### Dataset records
╔══

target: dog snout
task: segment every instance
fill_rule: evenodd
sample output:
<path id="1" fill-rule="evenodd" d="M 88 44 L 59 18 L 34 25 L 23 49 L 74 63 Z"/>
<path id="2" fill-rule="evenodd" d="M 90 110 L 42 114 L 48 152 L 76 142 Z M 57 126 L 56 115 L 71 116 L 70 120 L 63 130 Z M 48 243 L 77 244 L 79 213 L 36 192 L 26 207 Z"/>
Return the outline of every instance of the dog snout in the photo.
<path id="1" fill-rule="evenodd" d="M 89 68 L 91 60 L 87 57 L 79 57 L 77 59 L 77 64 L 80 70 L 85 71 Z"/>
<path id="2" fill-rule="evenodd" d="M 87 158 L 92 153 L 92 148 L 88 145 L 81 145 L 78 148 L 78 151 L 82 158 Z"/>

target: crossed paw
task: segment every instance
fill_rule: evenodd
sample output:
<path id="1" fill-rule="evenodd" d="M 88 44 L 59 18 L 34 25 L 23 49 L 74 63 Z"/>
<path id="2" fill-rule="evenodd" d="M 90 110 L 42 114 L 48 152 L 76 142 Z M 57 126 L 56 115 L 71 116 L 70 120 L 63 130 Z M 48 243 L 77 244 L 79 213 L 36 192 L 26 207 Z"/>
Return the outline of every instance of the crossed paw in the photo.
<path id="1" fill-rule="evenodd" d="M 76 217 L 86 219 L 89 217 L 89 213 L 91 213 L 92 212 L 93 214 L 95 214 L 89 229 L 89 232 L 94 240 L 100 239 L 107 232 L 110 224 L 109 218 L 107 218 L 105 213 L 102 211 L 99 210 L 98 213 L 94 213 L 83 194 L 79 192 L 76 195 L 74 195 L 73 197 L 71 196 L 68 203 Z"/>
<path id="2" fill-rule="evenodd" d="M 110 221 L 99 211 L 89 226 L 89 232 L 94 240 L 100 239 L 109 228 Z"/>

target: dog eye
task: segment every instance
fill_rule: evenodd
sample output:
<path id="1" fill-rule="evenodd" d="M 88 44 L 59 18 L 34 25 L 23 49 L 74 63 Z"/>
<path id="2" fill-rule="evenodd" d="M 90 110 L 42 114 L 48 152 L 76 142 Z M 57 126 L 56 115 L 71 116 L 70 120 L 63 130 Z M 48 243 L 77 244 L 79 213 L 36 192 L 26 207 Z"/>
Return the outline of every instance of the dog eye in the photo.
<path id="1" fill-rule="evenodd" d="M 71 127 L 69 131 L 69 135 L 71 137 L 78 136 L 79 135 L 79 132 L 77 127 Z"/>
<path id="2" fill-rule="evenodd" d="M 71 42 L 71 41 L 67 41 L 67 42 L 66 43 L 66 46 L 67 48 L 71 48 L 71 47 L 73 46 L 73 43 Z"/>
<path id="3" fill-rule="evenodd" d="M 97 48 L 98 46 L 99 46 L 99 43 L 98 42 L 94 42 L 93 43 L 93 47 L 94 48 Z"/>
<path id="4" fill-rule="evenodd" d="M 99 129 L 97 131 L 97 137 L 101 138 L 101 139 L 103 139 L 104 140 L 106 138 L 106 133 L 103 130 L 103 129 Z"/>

╚══

### Short problem
Write the material out exactly, with nothing left out.

### Reply to the task
target: dog snout
task: segment every instance
fill_rule: evenodd
sample output:
<path id="1" fill-rule="evenodd" d="M 88 44 L 59 18 L 34 25 L 23 49 L 74 63 Z"/>
<path id="2" fill-rule="evenodd" d="M 90 110 L 42 114 L 48 152 L 76 142 Z M 57 126 L 56 115 L 71 116 L 70 120 L 63 130 Z M 48 243 L 77 244 L 79 213 L 36 192 L 26 207 Z"/>
Return the outline of every instance of the dog snout in the photo.
<path id="1" fill-rule="evenodd" d="M 89 68 L 91 60 L 87 57 L 79 57 L 77 59 L 77 64 L 80 70 L 85 71 Z"/>
<path id="2" fill-rule="evenodd" d="M 87 158 L 92 153 L 92 148 L 88 145 L 81 145 L 78 148 L 78 151 L 82 158 Z"/>

target: crossed paw
task: segment every instance
fill_rule: evenodd
sample output:
<path id="1" fill-rule="evenodd" d="M 88 44 L 59 18 L 34 25 L 23 49 L 74 63 Z"/>
<path id="2" fill-rule="evenodd" d="M 90 110 L 42 114 L 48 152 L 76 142 Z M 57 126 L 56 115 L 71 116 L 70 120 L 63 130 Z M 48 243 L 77 244 L 79 213 L 36 192 L 26 207 Z"/>
Return the outline of every instance of the crossed paw in the photo.
<path id="1" fill-rule="evenodd" d="M 76 217 L 86 219 L 89 217 L 89 213 L 91 213 L 92 212 L 93 214 L 95 214 L 89 229 L 89 232 L 94 240 L 100 239 L 107 232 L 110 224 L 109 218 L 107 218 L 105 213 L 102 211 L 99 210 L 98 213 L 94 213 L 83 194 L 79 192 L 76 195 L 74 195 L 73 197 L 71 196 L 68 203 Z"/>
<path id="2" fill-rule="evenodd" d="M 110 221 L 99 211 L 89 226 L 89 232 L 94 240 L 100 239 L 109 228 Z"/>

target: dog eye
task: segment every instance
fill_rule: evenodd
sample output:
<path id="1" fill-rule="evenodd" d="M 88 44 L 59 18 L 34 25 L 23 49 L 74 63 Z"/>
<path id="2" fill-rule="evenodd" d="M 90 110 L 42 114 L 48 152 L 76 142 Z M 57 126 L 56 115 L 71 116 L 70 120 L 63 130 Z M 48 243 L 77 244 L 79 213 L 36 192 L 26 207 Z"/>
Return the outline of every instance of the dog eye in the photo.
<path id="1" fill-rule="evenodd" d="M 71 127 L 69 131 L 69 135 L 71 137 L 78 136 L 79 135 L 79 132 L 77 127 Z"/>
<path id="2" fill-rule="evenodd" d="M 71 42 L 71 41 L 67 41 L 67 42 L 66 43 L 66 46 L 67 48 L 71 48 L 71 47 L 73 46 L 73 43 Z"/>
<path id="3" fill-rule="evenodd" d="M 97 48 L 98 46 L 99 46 L 99 43 L 98 42 L 94 42 L 93 43 L 93 47 L 94 48 Z"/>
<path id="4" fill-rule="evenodd" d="M 99 129 L 97 131 L 97 137 L 101 138 L 101 139 L 103 139 L 104 140 L 106 138 L 106 133 L 103 130 L 103 129 Z"/>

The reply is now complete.